PROMPT: Copy out the listing below, renaming "place a single pin" to "put one marker" everywhere it occurs and leaving all other text untouched.

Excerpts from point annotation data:
::::::::::
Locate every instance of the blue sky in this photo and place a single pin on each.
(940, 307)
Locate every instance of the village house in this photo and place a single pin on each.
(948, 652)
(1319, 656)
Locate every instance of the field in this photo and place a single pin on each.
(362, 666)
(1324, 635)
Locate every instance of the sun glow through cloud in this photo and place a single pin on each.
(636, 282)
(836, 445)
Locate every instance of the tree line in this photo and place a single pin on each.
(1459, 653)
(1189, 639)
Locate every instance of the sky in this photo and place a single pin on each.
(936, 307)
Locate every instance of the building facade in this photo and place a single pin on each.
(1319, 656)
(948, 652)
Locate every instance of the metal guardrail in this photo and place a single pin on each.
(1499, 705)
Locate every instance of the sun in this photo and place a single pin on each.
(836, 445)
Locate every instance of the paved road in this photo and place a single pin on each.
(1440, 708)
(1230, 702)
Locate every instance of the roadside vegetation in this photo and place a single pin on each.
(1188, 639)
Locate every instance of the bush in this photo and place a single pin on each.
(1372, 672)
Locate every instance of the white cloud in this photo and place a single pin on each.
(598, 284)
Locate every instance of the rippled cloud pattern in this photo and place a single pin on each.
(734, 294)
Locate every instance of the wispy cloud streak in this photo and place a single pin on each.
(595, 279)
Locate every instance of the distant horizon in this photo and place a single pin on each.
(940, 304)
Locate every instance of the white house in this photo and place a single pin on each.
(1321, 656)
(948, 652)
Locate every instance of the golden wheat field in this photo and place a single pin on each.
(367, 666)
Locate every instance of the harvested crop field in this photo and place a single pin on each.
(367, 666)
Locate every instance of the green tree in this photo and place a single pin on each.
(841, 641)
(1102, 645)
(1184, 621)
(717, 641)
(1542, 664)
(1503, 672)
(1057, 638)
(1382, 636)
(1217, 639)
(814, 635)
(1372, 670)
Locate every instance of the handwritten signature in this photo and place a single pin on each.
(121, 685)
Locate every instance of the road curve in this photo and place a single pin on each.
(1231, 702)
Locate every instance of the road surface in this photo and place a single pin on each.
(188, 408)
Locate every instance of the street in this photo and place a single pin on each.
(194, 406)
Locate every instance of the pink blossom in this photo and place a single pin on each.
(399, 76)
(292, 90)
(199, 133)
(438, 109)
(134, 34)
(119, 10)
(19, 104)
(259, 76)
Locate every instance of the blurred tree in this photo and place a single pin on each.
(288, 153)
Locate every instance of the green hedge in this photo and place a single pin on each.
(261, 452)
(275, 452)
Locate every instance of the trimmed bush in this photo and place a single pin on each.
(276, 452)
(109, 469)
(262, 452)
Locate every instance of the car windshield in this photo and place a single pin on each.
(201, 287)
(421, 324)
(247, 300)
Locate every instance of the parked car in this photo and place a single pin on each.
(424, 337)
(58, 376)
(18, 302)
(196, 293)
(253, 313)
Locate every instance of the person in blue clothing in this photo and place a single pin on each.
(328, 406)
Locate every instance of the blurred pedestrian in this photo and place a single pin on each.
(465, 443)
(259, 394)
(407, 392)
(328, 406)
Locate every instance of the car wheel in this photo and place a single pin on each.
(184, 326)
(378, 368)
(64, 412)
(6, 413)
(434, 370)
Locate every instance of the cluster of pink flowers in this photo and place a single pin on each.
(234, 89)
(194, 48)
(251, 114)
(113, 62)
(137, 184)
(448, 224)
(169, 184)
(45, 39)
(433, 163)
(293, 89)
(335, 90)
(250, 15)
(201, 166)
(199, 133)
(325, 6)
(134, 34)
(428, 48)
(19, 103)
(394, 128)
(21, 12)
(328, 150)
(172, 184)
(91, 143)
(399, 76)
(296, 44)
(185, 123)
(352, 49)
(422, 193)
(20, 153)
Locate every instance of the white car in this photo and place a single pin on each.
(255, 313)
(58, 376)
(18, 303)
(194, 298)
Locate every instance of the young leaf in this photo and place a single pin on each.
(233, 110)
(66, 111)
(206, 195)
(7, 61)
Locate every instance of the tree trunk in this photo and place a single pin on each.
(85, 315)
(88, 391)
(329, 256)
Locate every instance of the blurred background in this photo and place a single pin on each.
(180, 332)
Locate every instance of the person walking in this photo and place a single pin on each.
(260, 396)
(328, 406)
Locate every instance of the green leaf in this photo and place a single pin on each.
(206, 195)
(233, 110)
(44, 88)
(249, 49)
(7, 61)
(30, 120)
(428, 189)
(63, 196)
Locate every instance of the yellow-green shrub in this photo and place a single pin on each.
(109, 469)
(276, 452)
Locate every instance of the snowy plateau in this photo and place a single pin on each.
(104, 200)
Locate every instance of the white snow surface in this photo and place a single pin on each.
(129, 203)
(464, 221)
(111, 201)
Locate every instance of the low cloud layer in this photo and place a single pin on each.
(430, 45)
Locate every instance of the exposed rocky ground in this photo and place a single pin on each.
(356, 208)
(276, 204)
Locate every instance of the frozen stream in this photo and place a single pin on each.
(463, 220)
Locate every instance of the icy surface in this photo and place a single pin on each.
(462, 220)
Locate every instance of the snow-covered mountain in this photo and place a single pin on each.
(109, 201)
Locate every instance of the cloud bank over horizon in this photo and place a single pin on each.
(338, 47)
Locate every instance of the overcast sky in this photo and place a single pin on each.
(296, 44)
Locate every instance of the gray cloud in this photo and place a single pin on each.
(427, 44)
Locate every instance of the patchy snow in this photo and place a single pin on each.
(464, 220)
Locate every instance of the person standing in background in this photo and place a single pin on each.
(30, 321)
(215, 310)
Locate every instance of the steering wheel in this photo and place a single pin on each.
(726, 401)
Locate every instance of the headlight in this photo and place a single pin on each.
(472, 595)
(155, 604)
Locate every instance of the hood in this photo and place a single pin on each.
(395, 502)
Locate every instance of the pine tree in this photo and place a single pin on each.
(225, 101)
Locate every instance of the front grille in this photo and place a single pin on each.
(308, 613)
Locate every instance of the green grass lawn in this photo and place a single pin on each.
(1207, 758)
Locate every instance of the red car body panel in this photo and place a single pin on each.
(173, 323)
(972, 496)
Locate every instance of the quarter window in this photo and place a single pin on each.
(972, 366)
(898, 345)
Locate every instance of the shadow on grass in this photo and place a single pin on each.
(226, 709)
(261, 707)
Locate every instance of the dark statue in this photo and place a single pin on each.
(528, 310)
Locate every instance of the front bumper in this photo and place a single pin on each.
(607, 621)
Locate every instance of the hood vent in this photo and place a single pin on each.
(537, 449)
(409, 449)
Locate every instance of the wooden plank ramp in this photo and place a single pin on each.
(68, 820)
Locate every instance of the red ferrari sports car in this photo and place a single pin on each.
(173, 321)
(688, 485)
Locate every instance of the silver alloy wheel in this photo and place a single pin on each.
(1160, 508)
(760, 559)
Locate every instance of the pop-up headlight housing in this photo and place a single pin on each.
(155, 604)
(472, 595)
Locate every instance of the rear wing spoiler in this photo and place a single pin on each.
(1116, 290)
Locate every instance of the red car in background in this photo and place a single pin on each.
::::::::::
PROBLEM SOLUTION:
Locate every instance of the blue sky in this photo and put one marker on each.
(940, 307)
Locate every instance of the village house in this photo and put one marker on each.
(948, 652)
(1319, 656)
Locate every instance of the field in this photo and put one marker on each.
(362, 666)
(1324, 635)
Locate every instance of the sun glow through cloud in this photo and put one marker on each.
(636, 282)
(836, 445)
Locate every instance of the tree line in this photo and put one marker on each.
(1459, 653)
(1189, 639)
Locate every instance of the sky in this photo and put one marker on each.
(936, 307)
Locate every instance of the building facade in this photo and put one marker on each.
(1319, 656)
(948, 652)
Locate every instance of the metal guardrail in this photo and put one marker on each.
(1499, 705)
Locate every instance of the sun in this photo and put one marker on each.
(836, 445)
Locate every instance of the paved road in this photo and put one marker on each.
(1440, 708)
(1230, 702)
Locate every instance of the roadside vegetation in this photo and put one marker on each.
(1188, 639)
Locate every instance of the bush in this photo and put one marker on each.
(1372, 672)
Locate every instance of the white cloud in this photo and put one marker on each.
(598, 284)
Locate every instance of the rippled cloud pattern in this photo and put one marker on each.
(734, 294)
Locate every instance of the wispy cloud streak in this photo and put one marker on each.
(595, 279)
Locate every instance of the distant horizon in this photo and put one marker on each.
(940, 304)
Locate every instance of the white house in this photo and put one marker on each.
(1321, 656)
(948, 652)
Locate every instance of the golden wheat field in this photo and put one marker on each.
(367, 666)
Locate every instance of the harvested crop field in this photo and put one marker on each.
(367, 666)
Locate every instance of the green tree in this photo and put one marker on each.
(841, 641)
(1102, 645)
(1184, 621)
(717, 641)
(1542, 664)
(1503, 672)
(1057, 638)
(1382, 636)
(1217, 639)
(814, 635)
(1372, 670)
Locate every instance of the handwritten signature in this photo and put one marker on each.
(121, 685)
Locate every instance of the road curve in this photo and put one marker on each.
(1231, 702)
Locate every instance of the road surface in this photo and put one marker on each.
(188, 408)
Locate every instance of the street in this photo and put one marker on each.
(194, 406)
Locate every instance of the pink blossom in this photo and put one marker on each.
(399, 76)
(292, 90)
(199, 133)
(438, 109)
(134, 34)
(119, 10)
(19, 104)
(259, 76)
Locate every instance of the blurred tree in this photo and put one marker on each.
(288, 153)
Locate every instance of the green hedge in this photo and put one marker on each.
(261, 452)
(275, 452)
Locate every instance of the trimmed bush in this photo and put one marker on each.
(276, 452)
(109, 469)
(262, 452)
Locate every instance of the car windshield in this photo and put one marker on each.
(201, 287)
(421, 324)
(247, 300)
Locate every instance of the parked car in this photo and put one marker on each.
(424, 337)
(58, 376)
(18, 302)
(196, 293)
(253, 313)
Locate every instance of the person in blue clothing in this photo and put one marker on each.
(328, 406)
Locate every instance of the blurred pedestrian in this photo and put one marker on each.
(465, 443)
(259, 394)
(407, 392)
(328, 406)
Locate every instance of the car wheel in this photo and put one marker on each.
(184, 326)
(378, 368)
(64, 412)
(6, 413)
(434, 370)
Locate every instance of the cluster of pink flowers in this photo and put one marker on each.
(234, 89)
(194, 48)
(251, 114)
(113, 62)
(137, 184)
(448, 224)
(169, 184)
(45, 39)
(433, 163)
(293, 89)
(335, 90)
(250, 15)
(201, 166)
(199, 133)
(325, 6)
(134, 34)
(428, 48)
(19, 103)
(394, 128)
(21, 12)
(328, 150)
(172, 184)
(91, 143)
(399, 76)
(296, 44)
(185, 123)
(352, 49)
(422, 193)
(20, 153)
Locate every instance of the white car in this photo and put one marker on each.
(255, 313)
(58, 376)
(18, 303)
(194, 298)
Locate every instance of the young leaf in this photo and put one marker on each.
(233, 110)
(66, 111)
(206, 195)
(7, 61)
Locate every instance of the tree trunk in this photo and put one marker on each.
(85, 315)
(88, 391)
(329, 256)
Locate every instance of the blurred background in this photo and put one marker on each.
(180, 332)
Locate every instance of the person walking in this photo and put one marker on each.
(260, 396)
(328, 406)
Locate every instance of the green leaf in this photo and put one marker on each.
(206, 195)
(233, 110)
(44, 88)
(249, 49)
(7, 61)
(30, 120)
(428, 189)
(63, 196)
Locate every instance of the yellow-green shrub in this photo and put one marker on each.
(109, 469)
(276, 452)
Locate every instance of the snowy plateau in this photo and put one marker on each.
(104, 200)
Locate every instance of the white snow surface in this photo and put one marker on each.
(129, 203)
(464, 221)
(111, 201)
Locate every instance of the low cloud layer in this photo and put one marker on each.
(430, 45)
Locate every instance of the exposed rocky ground in this photo and put one marker on each.
(356, 208)
(276, 204)
Locate every instance of the frozen stream in this photo and put one marker on each.
(463, 220)
Locate every instance of the icy surface in this photo and put one marker on each.
(462, 220)
Locate every instance of the snow-covered mountain in this photo and put one marker on each.
(109, 201)
Locate every instance of the cloud bank over horizon in this photo and put one marker on each.
(338, 47)
Locate every instance of the overcast sky in this photo and put one marker on each.
(296, 44)
Locate every instance of the gray cloud in this photo and put one marker on each.
(427, 44)
Locate every instance of the patchy snow in this photo and put one marker on each.
(464, 220)
Locate every instance of the person standing in background in this photo and put one marker on each.
(30, 321)
(215, 310)
Locate every instance of the steering wheel in this photo and put one marker on each.
(726, 401)
Locate every instance of the headlight in this photo and put one marker on each.
(472, 595)
(155, 604)
Locate every instance of the hood in this photo and put one marker on each.
(395, 502)
Locate every instance of the pine tree in this photo and put one marker on each.
(225, 101)
Locate every instance of the front grille in this photo and put one marker on each.
(308, 613)
Locate every instance of the green grass lawn in this photo and put one marker on each.
(1207, 758)
Locate every instance of the red car body panel in this photo and put one marker on each.
(173, 323)
(972, 496)
Locate every instance of the quarter window in this photo and put one marker on each.
(972, 366)
(898, 345)
Locate every instance of the shadow on grass in this photo and put one marker on each.
(226, 709)
(261, 707)
Locate every instance of the dark statue in this photo and put one marker on each.
(528, 310)
Locate every instance of the front bumper in this photo and put one marker on each.
(607, 621)
Locate every instance of the hood vent in this photo and put one marker on each.
(537, 449)
(409, 449)
Locate every instance of the wooden plank ramp in this photo and put one marker on each.
(68, 820)
Locate every instance of the red ferrari sports car in this photo and put one marker on each.
(173, 321)
(688, 485)
Locate every instance of the silver alloy wheel in this photo and put one marker on each.
(1160, 508)
(760, 559)
Locate every instance of the pop-up headlight housing in this photo and put one marker on each.
(155, 604)
(472, 595)
Locate every instance of the rear wing spoiler in this photo and put one marker on each.
(1116, 290)
Locate every instance of the red car in background in this photo and put one marker on each.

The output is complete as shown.